• _Record extracts_
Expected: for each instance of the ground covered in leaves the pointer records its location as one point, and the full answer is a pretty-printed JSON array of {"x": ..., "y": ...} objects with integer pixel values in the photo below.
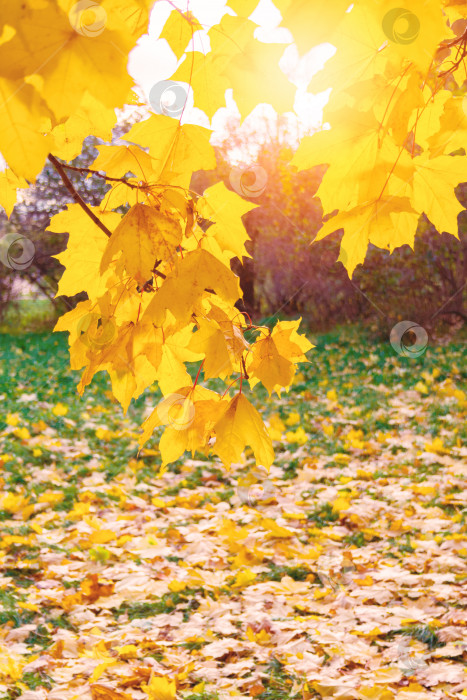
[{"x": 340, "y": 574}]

...

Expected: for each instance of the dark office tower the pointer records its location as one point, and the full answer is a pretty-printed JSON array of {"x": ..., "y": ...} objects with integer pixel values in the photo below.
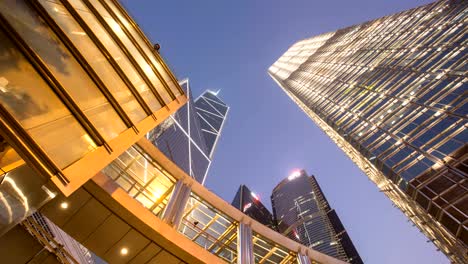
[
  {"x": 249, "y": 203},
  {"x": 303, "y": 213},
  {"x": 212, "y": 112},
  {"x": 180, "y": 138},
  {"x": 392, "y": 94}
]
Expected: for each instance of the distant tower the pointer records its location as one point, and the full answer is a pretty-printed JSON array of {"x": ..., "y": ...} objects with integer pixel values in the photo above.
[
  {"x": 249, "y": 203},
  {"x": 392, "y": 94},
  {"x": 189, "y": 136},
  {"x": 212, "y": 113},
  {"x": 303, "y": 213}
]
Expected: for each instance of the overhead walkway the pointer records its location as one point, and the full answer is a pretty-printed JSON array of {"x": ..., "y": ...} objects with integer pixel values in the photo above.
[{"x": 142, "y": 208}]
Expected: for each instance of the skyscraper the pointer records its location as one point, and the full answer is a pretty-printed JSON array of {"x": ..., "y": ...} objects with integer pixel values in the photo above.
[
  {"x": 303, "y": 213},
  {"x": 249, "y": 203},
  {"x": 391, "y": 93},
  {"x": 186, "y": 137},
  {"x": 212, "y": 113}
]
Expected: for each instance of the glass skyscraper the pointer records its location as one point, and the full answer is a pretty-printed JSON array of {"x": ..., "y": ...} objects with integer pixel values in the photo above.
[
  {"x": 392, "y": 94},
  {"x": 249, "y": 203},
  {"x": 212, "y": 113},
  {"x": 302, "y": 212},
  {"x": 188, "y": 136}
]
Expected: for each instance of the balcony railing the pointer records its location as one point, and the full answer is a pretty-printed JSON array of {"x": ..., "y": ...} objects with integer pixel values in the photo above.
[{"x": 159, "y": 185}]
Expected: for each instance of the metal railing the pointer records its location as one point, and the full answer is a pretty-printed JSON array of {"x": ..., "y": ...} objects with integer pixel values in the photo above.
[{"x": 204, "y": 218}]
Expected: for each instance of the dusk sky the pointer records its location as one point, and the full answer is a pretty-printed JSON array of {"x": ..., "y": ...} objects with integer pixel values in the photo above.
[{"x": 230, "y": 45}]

* * *

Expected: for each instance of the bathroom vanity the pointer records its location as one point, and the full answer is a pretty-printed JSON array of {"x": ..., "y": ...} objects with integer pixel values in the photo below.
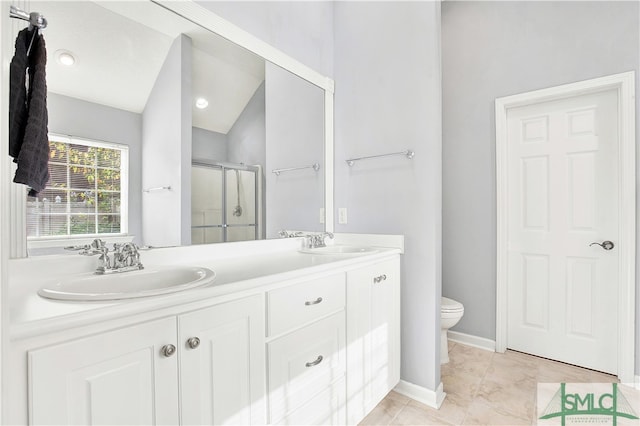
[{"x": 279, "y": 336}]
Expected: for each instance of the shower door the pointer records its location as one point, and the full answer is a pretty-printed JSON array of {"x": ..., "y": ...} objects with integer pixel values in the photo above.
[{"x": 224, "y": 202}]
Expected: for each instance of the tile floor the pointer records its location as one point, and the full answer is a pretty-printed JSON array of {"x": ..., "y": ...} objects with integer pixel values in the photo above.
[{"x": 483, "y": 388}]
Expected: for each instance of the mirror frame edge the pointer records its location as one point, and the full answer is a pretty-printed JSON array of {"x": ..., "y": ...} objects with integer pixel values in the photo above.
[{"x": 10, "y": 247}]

• _Exercise description_
Select each line of the entries above that contains the word "skyscraper" and copy it out. Treat the match as case-sensitive.

• _Output of the exercise_
Expected: for each instance of the skyscraper the pointer records its location as one point, and the full answer is a pretty-printed JSON array of {"x": ..., "y": ...} objects with integer pixel values in the photo above.
Expected: for each instance of the glass skyscraper the pointer records its location as one point, and the full answer is a pretty-printed JSON array of {"x": ..., "y": ...} objects with integer pixel values in the photo above.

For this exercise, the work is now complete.